WRITTEN EXERCISE: Count the lines below that contain the string "dark", matching case exactly. Give only the number.

Collected data:
* * * *

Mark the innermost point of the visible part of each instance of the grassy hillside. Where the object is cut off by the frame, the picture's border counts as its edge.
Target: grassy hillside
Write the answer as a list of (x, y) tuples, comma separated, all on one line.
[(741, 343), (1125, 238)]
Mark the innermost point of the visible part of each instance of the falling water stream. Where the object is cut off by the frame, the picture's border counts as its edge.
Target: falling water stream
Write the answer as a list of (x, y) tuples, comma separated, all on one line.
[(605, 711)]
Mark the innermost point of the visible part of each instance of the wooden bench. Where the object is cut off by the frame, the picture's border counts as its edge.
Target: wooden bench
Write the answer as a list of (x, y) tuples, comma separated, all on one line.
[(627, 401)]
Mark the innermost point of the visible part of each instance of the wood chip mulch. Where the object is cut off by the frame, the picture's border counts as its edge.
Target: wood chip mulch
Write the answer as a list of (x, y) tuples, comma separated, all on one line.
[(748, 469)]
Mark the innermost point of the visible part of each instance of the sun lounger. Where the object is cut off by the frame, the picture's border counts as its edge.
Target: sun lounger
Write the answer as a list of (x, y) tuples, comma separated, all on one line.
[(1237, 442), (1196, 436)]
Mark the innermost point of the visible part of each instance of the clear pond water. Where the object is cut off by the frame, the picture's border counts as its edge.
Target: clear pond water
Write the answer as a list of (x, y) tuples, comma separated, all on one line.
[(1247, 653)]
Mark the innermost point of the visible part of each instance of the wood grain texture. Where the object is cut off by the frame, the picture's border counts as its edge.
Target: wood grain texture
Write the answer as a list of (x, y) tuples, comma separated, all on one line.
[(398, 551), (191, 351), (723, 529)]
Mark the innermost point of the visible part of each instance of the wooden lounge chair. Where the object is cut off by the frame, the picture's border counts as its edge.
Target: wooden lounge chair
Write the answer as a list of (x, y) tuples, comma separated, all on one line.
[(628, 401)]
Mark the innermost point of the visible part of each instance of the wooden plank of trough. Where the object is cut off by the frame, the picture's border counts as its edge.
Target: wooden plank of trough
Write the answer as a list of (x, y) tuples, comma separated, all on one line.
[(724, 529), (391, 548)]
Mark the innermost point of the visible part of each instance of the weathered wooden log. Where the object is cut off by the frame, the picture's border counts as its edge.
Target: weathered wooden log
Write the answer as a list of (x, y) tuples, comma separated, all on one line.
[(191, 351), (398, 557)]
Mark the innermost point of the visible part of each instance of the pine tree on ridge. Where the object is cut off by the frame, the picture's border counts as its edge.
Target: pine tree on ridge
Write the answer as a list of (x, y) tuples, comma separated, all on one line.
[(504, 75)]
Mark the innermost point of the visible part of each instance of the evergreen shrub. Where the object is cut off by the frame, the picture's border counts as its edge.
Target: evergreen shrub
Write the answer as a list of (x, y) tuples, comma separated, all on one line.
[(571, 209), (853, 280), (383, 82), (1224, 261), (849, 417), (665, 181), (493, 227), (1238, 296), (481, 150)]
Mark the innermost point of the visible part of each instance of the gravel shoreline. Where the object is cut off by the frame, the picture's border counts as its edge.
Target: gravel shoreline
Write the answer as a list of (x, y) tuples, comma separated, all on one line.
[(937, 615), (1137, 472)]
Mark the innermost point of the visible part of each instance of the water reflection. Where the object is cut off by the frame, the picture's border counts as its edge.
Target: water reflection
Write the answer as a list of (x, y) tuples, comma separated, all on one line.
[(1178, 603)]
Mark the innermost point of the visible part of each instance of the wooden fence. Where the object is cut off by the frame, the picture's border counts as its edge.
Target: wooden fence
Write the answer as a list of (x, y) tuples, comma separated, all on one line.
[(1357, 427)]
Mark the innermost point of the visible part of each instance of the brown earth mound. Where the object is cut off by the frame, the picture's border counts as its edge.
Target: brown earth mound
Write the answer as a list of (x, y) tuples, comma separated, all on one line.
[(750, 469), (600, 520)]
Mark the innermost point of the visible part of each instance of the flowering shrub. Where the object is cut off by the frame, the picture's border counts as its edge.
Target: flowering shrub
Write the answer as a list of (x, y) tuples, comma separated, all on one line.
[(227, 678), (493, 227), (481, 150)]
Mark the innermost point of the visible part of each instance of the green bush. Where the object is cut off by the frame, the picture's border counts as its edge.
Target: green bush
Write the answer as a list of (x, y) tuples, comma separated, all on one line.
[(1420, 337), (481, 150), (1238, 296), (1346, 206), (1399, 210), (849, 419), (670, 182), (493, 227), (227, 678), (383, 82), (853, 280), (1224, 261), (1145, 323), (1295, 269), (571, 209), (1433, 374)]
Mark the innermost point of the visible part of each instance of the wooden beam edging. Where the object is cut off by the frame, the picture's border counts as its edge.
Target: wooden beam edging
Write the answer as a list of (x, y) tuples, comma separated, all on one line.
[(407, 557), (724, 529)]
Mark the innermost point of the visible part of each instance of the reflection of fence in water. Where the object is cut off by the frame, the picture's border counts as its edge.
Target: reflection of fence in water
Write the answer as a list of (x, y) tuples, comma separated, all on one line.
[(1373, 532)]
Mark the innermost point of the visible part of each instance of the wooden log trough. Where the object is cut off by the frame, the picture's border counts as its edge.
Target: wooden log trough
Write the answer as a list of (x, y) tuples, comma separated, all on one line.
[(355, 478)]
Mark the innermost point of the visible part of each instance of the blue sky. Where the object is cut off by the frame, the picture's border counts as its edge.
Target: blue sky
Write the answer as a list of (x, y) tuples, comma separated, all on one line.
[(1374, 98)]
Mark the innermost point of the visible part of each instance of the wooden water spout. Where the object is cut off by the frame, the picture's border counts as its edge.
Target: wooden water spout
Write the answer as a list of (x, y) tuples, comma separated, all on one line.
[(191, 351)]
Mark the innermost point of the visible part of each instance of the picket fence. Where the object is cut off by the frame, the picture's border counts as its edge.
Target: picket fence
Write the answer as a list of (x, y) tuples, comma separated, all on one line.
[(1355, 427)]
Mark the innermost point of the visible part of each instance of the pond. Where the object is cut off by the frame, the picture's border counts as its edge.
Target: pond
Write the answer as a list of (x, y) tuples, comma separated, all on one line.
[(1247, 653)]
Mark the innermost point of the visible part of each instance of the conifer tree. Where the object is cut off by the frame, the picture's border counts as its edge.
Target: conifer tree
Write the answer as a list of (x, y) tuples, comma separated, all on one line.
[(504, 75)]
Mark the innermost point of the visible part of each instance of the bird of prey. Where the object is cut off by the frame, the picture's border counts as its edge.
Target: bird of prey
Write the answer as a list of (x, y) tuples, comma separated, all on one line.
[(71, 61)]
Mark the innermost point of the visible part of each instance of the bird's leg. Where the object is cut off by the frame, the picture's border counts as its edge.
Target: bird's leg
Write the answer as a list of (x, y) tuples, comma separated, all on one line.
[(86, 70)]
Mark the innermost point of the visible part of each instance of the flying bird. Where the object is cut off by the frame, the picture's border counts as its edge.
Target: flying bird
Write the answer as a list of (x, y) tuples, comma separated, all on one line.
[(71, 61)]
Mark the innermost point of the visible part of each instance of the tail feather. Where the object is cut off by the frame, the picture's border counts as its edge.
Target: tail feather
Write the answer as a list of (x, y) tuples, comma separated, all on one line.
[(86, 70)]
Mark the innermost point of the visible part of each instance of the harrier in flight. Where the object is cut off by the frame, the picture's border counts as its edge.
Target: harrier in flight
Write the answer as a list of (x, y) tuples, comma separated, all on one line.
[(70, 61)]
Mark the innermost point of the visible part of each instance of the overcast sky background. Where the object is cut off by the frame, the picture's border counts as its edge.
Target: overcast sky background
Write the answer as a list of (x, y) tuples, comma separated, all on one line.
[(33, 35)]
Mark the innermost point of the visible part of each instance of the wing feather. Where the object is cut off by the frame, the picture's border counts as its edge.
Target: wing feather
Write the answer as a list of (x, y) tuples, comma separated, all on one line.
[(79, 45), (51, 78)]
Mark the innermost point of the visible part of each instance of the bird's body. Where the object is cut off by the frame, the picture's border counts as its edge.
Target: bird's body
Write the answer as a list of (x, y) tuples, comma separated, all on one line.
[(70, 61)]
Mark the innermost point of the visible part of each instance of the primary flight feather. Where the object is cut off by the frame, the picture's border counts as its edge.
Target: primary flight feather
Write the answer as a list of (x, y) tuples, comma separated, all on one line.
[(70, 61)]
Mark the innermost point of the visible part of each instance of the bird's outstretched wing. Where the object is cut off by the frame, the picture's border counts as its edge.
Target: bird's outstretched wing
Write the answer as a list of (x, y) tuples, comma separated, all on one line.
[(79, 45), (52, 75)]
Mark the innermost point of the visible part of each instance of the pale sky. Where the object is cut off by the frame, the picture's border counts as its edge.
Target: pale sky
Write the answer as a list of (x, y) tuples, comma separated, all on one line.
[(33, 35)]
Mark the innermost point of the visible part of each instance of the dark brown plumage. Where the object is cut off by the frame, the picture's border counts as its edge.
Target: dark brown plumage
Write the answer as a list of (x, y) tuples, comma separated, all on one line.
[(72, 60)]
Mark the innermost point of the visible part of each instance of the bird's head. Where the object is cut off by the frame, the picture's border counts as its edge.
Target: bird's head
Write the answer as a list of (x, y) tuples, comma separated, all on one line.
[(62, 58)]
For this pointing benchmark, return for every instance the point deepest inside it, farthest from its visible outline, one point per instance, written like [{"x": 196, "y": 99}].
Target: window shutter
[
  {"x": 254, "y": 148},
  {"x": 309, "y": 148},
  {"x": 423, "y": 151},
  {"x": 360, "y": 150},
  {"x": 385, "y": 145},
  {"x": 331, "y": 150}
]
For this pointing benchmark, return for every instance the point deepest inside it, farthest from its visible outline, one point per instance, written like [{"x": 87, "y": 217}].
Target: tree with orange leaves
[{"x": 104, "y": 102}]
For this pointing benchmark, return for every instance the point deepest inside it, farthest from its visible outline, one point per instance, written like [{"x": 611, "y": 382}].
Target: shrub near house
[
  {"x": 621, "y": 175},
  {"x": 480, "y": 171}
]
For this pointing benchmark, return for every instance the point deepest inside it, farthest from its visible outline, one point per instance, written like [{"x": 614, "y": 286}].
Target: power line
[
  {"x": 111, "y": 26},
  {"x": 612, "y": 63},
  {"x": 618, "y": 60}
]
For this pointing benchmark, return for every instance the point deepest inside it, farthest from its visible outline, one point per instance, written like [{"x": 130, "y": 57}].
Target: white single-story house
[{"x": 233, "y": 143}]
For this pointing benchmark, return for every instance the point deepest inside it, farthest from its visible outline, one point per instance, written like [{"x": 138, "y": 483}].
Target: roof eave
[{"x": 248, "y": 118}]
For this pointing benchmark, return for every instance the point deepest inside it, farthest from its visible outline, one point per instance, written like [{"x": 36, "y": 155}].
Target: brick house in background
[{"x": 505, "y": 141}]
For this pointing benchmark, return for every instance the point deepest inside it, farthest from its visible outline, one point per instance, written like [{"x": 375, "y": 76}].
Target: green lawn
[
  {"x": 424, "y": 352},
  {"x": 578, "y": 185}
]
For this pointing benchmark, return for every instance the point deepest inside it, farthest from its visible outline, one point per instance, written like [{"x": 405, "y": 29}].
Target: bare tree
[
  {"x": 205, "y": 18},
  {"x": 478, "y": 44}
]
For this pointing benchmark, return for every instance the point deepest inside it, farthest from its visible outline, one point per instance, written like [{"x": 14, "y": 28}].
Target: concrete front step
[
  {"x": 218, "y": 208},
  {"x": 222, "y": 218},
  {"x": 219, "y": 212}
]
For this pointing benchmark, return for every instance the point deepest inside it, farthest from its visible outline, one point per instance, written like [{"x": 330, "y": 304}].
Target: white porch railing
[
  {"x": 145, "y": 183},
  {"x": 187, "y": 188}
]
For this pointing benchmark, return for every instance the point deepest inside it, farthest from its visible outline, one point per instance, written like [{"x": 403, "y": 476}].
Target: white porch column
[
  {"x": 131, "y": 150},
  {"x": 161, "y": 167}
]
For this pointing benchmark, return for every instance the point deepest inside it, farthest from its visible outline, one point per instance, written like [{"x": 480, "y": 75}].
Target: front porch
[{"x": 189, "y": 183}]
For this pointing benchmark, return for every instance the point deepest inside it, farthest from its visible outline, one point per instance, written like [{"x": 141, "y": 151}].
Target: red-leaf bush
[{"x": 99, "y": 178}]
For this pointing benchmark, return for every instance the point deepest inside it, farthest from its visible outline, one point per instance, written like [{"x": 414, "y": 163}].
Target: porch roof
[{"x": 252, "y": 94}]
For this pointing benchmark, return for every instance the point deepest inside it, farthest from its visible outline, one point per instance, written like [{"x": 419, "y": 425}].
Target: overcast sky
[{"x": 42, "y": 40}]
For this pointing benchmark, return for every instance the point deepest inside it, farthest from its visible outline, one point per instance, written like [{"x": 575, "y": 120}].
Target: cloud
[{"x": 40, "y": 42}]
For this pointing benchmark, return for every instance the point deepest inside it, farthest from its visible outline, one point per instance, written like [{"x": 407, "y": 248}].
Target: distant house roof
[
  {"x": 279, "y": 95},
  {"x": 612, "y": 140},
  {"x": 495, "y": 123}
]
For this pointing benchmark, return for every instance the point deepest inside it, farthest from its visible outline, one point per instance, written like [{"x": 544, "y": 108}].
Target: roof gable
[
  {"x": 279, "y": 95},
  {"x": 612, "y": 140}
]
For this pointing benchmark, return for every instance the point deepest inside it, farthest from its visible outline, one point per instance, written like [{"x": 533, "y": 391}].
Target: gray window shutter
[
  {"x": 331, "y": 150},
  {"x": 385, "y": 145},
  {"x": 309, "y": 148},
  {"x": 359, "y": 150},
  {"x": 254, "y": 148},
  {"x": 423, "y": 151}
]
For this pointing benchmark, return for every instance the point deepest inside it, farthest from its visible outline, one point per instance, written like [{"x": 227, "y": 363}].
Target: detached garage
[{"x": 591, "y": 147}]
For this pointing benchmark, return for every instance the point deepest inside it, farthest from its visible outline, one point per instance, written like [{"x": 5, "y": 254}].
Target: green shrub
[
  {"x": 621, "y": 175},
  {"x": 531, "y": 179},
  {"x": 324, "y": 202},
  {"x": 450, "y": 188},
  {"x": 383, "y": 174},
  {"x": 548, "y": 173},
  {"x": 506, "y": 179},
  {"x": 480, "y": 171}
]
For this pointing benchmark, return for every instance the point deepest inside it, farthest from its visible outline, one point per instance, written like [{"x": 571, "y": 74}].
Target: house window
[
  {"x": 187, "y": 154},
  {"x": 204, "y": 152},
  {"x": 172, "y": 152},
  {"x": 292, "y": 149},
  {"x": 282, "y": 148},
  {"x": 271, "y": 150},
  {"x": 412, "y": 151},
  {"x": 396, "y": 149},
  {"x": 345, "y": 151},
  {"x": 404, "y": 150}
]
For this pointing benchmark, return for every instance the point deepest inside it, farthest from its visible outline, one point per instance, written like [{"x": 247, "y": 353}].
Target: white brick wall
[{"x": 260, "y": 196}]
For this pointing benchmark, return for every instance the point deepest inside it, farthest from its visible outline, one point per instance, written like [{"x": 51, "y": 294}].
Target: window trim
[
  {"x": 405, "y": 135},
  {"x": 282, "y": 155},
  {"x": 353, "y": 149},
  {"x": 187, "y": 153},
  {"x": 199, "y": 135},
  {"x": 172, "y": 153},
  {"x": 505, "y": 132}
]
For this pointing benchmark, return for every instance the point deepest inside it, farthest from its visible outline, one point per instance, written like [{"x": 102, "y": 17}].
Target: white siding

* * * *

EXERCISE OUTPUT: 2